** Opening Input records block **
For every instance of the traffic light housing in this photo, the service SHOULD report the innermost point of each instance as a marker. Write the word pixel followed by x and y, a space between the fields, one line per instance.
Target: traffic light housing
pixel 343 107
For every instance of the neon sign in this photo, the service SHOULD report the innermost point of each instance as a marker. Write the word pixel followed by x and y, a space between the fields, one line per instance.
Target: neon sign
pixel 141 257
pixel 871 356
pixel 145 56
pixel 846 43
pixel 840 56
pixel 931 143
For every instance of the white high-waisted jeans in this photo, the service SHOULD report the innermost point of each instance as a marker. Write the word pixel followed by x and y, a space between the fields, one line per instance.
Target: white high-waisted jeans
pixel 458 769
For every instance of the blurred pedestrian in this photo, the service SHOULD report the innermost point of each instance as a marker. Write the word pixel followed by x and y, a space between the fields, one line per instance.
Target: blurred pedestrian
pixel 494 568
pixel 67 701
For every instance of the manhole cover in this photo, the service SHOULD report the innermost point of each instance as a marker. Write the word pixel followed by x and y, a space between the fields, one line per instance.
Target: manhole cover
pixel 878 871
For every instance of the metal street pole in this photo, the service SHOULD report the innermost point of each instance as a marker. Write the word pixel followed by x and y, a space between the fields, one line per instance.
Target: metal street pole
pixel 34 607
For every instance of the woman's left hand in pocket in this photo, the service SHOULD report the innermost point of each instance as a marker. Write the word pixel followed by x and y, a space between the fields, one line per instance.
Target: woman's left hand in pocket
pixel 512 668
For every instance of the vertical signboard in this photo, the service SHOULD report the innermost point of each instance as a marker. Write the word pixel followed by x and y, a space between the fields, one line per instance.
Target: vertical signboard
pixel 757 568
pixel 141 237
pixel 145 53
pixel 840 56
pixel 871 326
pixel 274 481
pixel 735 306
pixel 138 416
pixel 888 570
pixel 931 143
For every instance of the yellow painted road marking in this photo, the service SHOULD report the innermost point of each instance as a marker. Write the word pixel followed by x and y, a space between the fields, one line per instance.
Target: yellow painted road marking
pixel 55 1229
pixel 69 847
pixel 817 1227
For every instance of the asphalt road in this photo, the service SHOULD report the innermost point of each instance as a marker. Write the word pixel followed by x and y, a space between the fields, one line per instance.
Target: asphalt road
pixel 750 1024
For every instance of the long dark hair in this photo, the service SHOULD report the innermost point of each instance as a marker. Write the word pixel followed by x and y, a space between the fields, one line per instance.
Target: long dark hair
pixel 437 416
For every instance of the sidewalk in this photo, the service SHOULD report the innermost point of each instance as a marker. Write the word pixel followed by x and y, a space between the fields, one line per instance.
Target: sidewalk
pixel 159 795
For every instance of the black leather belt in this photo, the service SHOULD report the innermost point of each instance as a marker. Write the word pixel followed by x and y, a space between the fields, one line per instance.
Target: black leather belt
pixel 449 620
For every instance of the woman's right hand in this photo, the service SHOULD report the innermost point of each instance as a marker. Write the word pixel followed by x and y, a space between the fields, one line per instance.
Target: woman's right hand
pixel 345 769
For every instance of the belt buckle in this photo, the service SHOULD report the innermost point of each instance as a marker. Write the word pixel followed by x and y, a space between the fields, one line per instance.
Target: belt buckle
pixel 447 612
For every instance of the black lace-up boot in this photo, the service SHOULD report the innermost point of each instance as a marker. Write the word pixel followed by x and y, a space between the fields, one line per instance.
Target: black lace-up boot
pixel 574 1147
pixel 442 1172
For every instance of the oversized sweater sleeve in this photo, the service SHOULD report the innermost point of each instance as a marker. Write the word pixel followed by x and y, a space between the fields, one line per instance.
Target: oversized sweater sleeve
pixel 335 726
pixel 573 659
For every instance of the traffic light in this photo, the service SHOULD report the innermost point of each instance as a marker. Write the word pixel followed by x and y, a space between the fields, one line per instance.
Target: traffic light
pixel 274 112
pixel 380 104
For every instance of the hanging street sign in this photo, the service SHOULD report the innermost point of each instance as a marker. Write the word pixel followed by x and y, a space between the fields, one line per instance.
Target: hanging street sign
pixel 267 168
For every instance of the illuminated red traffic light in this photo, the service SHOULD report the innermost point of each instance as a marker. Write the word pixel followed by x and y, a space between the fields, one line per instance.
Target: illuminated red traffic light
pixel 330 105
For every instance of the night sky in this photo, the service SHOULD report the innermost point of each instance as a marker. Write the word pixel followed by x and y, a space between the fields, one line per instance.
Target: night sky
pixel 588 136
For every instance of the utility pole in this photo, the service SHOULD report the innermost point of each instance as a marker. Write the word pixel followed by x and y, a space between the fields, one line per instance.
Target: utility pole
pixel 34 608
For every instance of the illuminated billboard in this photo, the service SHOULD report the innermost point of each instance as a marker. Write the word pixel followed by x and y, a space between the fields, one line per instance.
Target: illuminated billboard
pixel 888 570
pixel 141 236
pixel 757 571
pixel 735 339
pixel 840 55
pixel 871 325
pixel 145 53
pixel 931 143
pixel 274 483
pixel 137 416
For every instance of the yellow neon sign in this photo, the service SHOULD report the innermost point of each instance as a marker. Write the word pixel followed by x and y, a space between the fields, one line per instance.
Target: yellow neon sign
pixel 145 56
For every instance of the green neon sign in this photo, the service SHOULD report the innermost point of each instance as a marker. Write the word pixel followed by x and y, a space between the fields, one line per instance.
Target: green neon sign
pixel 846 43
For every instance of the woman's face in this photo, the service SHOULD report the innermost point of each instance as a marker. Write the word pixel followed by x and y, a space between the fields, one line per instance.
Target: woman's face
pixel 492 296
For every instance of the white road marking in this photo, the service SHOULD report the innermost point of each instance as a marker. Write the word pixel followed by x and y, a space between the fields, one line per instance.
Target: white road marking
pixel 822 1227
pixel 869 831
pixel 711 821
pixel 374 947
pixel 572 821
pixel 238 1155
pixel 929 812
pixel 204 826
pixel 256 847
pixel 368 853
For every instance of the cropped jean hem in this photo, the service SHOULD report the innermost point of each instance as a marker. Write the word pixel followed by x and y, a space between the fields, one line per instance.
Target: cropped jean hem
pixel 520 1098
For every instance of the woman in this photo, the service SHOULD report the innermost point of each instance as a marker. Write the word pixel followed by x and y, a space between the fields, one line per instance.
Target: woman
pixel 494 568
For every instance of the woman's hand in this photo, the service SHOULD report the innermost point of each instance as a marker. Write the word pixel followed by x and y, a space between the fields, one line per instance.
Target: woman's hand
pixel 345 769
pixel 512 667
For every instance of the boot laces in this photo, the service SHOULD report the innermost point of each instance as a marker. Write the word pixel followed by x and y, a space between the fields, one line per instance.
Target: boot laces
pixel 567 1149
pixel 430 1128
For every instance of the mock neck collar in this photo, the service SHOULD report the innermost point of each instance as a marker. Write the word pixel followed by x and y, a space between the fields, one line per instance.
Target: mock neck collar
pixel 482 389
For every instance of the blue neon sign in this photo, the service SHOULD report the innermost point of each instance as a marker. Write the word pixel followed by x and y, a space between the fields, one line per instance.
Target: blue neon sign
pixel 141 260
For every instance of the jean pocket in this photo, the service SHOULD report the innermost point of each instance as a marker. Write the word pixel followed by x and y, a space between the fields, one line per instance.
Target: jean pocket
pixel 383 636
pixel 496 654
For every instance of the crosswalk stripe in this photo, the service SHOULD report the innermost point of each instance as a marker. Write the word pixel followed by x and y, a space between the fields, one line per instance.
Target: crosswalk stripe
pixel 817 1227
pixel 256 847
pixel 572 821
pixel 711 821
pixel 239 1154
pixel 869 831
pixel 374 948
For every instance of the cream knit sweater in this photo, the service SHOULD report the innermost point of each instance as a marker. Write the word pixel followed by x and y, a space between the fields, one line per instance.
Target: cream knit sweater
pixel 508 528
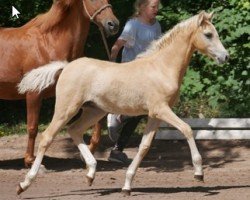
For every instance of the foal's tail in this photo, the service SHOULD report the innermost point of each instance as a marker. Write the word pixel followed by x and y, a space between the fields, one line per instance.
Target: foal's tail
pixel 41 78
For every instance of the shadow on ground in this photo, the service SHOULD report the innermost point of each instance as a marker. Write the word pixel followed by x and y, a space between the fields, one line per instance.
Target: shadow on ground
pixel 165 156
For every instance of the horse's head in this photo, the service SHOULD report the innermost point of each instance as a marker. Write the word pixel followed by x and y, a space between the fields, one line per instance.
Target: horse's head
** Closing Input records block **
Exercise details: Reproduce verbatim the lines above, from the line with "Target: black lace-up boot" through the line with "For every instance of the oversized".

Task result:
Target: black lace-up boot
pixel 574 1147
pixel 442 1172
For every instance of the oversized sweater sleeve in this photo, the service SHOULD report the innermost point of each instance as a marker. Write the word pixel followed by x and y, a space between the fields, one line per instance.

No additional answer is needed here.